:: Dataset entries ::
######

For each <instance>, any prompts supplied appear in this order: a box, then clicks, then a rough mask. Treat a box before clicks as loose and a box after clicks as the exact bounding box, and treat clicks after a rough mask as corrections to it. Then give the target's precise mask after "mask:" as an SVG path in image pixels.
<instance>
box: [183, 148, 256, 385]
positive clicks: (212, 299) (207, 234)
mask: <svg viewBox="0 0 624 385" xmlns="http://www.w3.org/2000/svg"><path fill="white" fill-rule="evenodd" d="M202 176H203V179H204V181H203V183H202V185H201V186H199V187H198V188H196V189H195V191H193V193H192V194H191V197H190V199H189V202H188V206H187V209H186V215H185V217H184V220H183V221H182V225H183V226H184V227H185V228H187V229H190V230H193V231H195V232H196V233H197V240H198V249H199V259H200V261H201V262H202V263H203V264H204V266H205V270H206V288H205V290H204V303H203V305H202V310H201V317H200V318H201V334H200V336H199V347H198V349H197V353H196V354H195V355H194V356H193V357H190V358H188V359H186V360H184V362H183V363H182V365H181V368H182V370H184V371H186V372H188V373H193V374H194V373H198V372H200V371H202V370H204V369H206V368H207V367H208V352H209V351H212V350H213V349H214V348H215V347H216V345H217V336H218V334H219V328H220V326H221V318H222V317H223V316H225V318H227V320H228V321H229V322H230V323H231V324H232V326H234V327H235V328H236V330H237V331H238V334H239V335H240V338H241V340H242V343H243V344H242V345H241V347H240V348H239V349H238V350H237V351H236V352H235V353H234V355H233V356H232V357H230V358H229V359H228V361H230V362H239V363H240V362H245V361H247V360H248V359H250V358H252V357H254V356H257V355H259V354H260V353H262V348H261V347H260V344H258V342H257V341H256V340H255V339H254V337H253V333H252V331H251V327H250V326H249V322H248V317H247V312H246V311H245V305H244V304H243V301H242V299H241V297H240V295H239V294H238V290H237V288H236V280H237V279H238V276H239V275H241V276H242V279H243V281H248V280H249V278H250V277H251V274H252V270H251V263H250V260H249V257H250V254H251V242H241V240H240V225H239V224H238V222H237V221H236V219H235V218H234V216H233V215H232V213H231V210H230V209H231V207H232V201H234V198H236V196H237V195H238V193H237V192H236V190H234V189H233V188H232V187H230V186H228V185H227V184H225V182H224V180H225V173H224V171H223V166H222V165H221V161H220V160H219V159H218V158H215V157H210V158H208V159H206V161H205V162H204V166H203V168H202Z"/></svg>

######

:: WHAT THE TASK ASKS ::
Count lines above with the word "instance". Give the number only.

:: PROBLEM SOLUTION ::
2